We often find the word statistic when we are studying statistics. Lay people are often mistaken about the uses of the words. So, what do statistics and statistic mean? The word “statistics” is derived from the word status (Latin) or statist (Italian), which means political circumstances of a country. In the early years of its development, statistics had the connotation of a collection of facts about a country or its citizens for administrative and political purposes. In order that a good governance took place, the government collected data on the condition of the country’s population. The activity was called a census. At that time the statistics meant “science about the state”. But in subsequent developments, not only statistics has been used to study the states of countries’ populations, but has been used more widely. Sir R. A. Fisher viewed statistics as “the mathematics applied to observational data”.
What is the definition of statistics? (Please note that the word statistics is singular.) Authors of books on statistics have provided various definitions of statistics. Just to mention two of them: Spiegel, a mathematics professor at Rensselaer Polytechnic Institute, in his book “Theory and Problems of Statistics” has described statistics as “the scientific methods for collecting, organizing, summarizing, presenting and analyzing data, as well as drawing valid conclusions and making reasonable decisions on the basis of such analysis.” Lind (1999) has noted that statistics is “the science of collecting, organizing, presenting, analyzing, and interpreting data to assist in making more effective decisions”.
Although various definitions of statistics have been provided in many literatures, in general there are some aspects in common. Statistics, as explained by Spiegel (1981), comprises two phases, i.e. descriptive statistics and inferential/inductive statistics. The former only describes a set of data under study without drawing conclusions about the “larger” set of data that contains it. On the other hand, inferential statistics attempts to draw conclusions about the population based on the sampling results. Because sampling is chancy, there is a certain amount of probability of drawing some false conclusions. Therefore, inferential statistics must be related to the probability theory.
Now, what are the meanings of population and sample? The terms often come out when we are talking about methods of collecting data. In general, there are two methods by which we gather data, namely census and sampling. Suppose that you are asked to find the average height of all students enrolled in a university. The first method to accomplish the task is to get a complete list of students registered in the university and then measure the height of all the students on the list (with no exception) and then calculate the average height. Such method is called census. Alternatively, we can make measurements on the height of only a small number of students on the list. Next, based on the the data in hand (and after doing some calculation), we draw the conclusion on the average height of all students enrolled in the university. This method is called sampling. Obviously, census requires more time and resources than sampling. Lind explains the population and sample as follows. “Population is the entire set of individuals or objects of interest or the measurements obtained from all individuals or objects of interest. On the other hand, sample is a portion, or part, of the population of interest.” In the example above, the population is all the students enrolled in the university. After the height data of all students are gathered, they can also be called population. Now, suppose that the sampling method has been carried out and among all the registered students in the university (let’s say 10,000 students), we have measured the height of only 100 students. The 100 height data from this measurement are sample data.
──────────────────────────────
— Task instructions —
1. Answer these questions from the passage on statistics, one answer per line, marked (a), (b) and (c):
(a) From which Latin word and which Italian word is "statistics" derived?
(b) Into which two phases does Spiegel (1981) divide statistics?
(c) In the height example, how many students are measured when the sampling method is used?
2. Reproduce word for word the part of the passage on statistics that begins at the words "Although various definitions" and stops after the words "the probability theory.".
3. According to the passage on statistics, why must inferential statistics be related to probability theory? Answer in one to three sentences.
──────────────────────────────
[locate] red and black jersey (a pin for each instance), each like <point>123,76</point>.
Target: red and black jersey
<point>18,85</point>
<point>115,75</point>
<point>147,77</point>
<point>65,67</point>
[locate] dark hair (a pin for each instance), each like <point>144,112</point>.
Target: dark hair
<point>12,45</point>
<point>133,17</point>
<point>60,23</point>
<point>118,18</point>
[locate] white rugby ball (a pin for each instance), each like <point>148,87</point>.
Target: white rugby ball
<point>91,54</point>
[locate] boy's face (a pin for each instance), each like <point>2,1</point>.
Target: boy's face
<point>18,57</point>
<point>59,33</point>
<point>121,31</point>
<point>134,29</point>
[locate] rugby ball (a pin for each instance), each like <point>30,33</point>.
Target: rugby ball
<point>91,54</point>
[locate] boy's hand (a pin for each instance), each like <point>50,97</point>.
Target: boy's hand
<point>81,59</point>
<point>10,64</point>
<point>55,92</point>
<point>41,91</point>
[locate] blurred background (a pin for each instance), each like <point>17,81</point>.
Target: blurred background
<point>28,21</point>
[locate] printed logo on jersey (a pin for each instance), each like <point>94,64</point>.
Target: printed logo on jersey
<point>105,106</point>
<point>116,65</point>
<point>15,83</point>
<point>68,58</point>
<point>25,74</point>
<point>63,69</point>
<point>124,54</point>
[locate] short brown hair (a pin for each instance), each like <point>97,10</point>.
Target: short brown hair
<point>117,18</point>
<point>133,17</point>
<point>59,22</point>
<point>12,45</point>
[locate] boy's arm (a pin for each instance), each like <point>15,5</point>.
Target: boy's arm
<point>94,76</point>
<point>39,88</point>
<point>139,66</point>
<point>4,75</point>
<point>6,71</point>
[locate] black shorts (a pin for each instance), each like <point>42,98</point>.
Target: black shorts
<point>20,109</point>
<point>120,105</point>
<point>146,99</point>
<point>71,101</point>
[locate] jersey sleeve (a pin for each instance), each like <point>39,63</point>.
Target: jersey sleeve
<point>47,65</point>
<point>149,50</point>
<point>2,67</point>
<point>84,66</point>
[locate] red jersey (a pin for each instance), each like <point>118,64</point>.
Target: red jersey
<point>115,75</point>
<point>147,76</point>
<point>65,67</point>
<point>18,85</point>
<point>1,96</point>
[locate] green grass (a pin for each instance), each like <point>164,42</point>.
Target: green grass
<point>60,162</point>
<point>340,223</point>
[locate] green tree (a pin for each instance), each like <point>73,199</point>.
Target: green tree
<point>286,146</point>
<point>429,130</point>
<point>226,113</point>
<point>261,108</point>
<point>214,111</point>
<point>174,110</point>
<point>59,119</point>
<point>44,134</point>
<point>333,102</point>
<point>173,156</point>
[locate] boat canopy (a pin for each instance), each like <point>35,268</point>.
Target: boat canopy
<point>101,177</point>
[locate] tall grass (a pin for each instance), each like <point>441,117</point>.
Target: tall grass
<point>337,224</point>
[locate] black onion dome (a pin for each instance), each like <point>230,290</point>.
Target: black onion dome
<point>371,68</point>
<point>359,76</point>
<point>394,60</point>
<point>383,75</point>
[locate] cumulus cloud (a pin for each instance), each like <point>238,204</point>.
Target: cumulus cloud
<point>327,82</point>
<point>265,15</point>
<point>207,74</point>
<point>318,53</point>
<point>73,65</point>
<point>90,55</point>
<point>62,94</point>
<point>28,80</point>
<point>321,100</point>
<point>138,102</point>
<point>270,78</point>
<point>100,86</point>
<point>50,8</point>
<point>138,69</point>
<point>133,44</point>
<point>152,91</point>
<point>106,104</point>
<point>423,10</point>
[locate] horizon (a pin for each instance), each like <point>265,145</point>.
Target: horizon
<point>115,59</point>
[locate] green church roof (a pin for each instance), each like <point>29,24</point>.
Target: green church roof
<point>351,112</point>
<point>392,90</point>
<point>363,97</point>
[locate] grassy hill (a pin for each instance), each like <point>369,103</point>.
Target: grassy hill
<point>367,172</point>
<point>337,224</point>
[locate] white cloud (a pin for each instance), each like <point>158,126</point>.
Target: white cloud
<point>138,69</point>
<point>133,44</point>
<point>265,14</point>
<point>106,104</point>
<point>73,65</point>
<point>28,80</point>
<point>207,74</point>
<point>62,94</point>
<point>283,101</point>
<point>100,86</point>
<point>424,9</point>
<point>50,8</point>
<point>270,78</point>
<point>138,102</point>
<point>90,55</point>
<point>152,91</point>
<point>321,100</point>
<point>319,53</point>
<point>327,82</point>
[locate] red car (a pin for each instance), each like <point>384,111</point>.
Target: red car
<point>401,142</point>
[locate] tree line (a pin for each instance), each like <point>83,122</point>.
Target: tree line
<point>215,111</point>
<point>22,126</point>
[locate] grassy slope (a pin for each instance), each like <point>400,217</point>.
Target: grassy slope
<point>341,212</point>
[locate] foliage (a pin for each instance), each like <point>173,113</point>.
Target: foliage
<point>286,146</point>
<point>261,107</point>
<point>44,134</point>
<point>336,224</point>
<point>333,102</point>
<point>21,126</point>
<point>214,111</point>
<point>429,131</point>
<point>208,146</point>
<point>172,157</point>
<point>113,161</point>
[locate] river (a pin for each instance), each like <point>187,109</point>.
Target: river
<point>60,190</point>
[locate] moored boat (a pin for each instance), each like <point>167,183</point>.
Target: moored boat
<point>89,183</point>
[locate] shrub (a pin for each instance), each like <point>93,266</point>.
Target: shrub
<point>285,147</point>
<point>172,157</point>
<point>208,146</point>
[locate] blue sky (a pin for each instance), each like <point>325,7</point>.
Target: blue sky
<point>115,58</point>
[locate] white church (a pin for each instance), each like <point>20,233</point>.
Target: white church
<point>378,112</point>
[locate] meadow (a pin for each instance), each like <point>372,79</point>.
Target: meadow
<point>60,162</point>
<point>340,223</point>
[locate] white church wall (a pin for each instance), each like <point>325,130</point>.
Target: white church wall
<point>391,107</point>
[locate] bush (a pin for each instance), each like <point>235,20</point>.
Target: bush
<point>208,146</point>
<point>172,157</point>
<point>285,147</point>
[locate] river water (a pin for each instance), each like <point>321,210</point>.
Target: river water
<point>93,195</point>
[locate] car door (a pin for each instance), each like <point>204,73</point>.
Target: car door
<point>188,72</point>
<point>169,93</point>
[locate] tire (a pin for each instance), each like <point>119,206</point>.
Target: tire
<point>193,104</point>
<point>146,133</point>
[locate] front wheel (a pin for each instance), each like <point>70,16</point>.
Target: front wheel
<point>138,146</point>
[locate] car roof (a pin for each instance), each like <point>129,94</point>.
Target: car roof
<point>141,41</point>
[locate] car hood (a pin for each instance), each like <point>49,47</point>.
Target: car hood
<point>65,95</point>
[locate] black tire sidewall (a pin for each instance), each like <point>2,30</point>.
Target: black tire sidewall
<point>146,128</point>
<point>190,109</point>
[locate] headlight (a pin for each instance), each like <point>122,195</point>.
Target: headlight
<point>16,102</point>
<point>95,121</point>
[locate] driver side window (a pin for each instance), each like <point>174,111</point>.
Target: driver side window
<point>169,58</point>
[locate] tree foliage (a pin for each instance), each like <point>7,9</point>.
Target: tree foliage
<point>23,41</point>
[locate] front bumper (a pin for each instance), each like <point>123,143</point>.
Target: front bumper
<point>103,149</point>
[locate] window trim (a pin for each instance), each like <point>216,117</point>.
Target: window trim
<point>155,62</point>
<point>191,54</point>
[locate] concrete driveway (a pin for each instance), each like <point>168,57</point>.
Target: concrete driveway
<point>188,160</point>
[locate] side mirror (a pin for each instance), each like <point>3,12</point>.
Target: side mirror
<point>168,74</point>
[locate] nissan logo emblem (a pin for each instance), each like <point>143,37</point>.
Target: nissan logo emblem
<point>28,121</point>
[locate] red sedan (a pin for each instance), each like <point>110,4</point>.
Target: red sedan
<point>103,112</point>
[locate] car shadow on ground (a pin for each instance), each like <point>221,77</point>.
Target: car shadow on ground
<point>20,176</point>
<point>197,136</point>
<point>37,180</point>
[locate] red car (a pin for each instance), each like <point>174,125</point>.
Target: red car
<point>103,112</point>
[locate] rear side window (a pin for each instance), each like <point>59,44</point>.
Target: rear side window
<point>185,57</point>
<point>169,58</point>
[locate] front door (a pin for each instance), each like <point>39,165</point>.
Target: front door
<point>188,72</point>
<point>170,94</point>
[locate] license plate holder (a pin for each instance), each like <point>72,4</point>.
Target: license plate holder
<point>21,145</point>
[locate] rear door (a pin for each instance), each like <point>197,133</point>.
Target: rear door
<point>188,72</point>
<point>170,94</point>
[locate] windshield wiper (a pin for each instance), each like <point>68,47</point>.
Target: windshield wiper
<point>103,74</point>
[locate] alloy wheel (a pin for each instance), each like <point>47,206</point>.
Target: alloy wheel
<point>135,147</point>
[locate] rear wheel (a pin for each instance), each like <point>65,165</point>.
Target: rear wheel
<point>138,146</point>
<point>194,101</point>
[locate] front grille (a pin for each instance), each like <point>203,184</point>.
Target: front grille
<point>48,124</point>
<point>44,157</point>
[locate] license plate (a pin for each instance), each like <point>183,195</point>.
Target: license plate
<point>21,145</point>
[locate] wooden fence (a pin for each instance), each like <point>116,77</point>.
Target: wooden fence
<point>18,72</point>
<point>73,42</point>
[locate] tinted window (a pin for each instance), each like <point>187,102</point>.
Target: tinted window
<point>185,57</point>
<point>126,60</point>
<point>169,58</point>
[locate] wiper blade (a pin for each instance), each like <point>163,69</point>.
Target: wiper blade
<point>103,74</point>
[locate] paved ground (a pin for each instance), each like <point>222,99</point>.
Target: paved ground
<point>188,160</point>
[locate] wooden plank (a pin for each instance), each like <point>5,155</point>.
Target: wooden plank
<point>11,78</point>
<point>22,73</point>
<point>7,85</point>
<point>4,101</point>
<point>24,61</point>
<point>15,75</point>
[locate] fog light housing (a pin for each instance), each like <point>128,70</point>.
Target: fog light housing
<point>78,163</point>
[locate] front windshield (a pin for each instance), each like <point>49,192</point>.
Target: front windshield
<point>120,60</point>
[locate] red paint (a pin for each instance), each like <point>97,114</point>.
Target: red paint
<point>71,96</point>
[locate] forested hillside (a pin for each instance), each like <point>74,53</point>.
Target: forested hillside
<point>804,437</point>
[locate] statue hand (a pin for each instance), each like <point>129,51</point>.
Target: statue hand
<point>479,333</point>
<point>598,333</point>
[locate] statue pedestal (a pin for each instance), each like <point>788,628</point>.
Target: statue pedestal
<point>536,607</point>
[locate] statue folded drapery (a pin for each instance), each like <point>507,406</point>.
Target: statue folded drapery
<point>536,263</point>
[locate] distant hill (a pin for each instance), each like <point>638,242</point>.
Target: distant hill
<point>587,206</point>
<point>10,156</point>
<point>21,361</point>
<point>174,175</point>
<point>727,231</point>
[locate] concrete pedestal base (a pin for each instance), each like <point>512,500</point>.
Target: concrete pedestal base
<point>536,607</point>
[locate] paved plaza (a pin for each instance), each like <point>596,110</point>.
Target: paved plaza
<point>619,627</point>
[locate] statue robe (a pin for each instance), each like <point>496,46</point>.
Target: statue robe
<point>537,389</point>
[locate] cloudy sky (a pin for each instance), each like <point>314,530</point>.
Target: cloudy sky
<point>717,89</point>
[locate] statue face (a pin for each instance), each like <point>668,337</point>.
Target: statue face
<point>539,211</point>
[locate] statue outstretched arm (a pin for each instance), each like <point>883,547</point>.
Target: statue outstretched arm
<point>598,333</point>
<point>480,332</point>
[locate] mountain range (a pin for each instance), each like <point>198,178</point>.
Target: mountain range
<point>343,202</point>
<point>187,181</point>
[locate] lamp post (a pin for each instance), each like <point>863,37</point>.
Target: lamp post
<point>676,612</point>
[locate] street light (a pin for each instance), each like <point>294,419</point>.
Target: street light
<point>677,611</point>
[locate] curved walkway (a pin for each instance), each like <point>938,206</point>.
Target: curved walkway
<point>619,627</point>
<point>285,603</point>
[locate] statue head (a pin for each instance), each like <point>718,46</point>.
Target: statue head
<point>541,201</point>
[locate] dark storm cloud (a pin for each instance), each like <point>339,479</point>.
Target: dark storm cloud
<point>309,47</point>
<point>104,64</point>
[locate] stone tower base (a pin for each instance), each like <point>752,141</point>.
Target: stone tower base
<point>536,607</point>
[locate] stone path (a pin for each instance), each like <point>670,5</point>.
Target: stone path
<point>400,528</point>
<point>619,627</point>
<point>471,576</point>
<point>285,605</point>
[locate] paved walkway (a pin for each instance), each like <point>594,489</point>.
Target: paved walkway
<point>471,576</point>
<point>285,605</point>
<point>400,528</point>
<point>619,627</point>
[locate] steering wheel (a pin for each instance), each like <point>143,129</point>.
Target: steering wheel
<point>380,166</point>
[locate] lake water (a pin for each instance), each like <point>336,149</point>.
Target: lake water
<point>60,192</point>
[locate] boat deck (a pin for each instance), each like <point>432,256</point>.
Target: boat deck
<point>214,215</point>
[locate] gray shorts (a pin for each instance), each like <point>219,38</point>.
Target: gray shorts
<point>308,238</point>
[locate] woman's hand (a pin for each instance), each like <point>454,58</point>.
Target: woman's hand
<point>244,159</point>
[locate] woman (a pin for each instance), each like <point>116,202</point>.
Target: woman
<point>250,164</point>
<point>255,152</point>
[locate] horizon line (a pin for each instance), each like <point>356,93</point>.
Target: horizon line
──────────────────────────────
— Per-task answers —
1.
(a) Status (Latin) and statist (Italian).
(b) Descriptive statistics and inferential/inductive statistics.
(c) 100 students.

2.
Although various definitions of statistics have been provided in many literatures, in general there are some aspects in common. Statistics, as explained by Spiegel (1981), comprises two phases, i.e. descriptive statistics and inferential/inductive statistics. The former only describes a set of data under study without drawing conclusions about the “larger” set of data that contains it. On the other hand, inferential statistics attempts to draw conclusions about the population based on the sampling results. Because sampling is chancy, there is a certain amount of probability of drawing some false conclusions. Therefore, inferential statistics must be related to the probability theory.

3. Inferential statistics draws conclusions about a population from sampling results, and sampling is chancy. There is therefore a certain probability of drawing false conclusions, so inferential statistics must be related to probability theory.